▸ EXERCISE DESCRIPTION:
Rewrite the entries below, swapping every "white round plate" for "round white plate" and keeping everything else the same.
##### TASK INPUT #####
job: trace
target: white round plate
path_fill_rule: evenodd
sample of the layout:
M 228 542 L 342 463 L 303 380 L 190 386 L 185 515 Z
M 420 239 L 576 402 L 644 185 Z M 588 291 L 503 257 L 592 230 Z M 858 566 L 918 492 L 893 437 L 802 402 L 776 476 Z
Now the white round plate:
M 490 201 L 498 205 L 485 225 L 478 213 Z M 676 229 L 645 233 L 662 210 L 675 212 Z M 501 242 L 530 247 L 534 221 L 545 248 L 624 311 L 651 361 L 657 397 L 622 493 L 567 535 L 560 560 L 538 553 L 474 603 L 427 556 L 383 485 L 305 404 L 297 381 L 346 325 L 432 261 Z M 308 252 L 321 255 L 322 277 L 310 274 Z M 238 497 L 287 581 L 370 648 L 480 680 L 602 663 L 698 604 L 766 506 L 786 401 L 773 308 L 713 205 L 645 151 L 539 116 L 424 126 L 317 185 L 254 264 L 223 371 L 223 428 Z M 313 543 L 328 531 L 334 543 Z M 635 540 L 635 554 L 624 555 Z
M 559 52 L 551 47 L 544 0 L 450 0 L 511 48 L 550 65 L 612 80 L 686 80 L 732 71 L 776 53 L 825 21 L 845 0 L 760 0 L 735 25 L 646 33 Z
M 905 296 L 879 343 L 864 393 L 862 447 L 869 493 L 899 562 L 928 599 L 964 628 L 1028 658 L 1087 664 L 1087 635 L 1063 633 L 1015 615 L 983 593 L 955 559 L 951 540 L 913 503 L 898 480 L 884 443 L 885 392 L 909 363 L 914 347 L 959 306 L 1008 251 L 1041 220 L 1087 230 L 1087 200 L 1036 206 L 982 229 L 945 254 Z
#####
▸ EXERCISE OUTPUT:
job: trace
target: round white plate
path_fill_rule: evenodd
sample of the layout:
M 228 542 L 342 463 L 303 380 L 190 386 L 185 515 Z
M 420 239 L 576 402 L 644 185 Z M 588 291 L 503 257 L 592 230 Z M 858 566 L 918 492 L 893 437 L 802 402 L 776 476 Z
Now the round white plate:
M 490 201 L 498 205 L 485 225 L 478 213 Z M 676 229 L 645 233 L 662 210 L 675 212 Z M 501 242 L 530 247 L 534 221 L 545 248 L 624 311 L 651 361 L 657 397 L 622 493 L 567 535 L 560 560 L 538 553 L 474 603 L 427 556 L 383 485 L 305 404 L 297 381 L 346 325 L 432 261 Z M 308 252 L 321 255 L 322 277 L 310 274 Z M 238 497 L 287 581 L 370 648 L 480 680 L 602 663 L 698 604 L 766 506 L 786 401 L 773 308 L 713 205 L 645 151 L 539 116 L 424 126 L 317 185 L 254 264 L 223 371 L 223 428 Z M 313 543 L 328 531 L 334 543 Z M 635 540 L 635 554 L 624 555 Z
M 559 52 L 551 47 L 544 0 L 450 0 L 511 48 L 550 65 L 612 80 L 686 80 L 732 71 L 776 53 L 825 21 L 845 0 L 760 0 L 735 25 L 646 33 Z
M 905 296 L 879 343 L 864 393 L 862 447 L 869 493 L 899 562 L 928 599 L 964 628 L 1028 658 L 1087 664 L 1087 635 L 1063 633 L 1015 615 L 983 593 L 955 559 L 951 540 L 913 503 L 898 480 L 884 443 L 885 392 L 909 363 L 914 347 L 959 306 L 1008 251 L 1041 220 L 1087 230 L 1087 200 L 1036 206 L 982 229 L 945 254 Z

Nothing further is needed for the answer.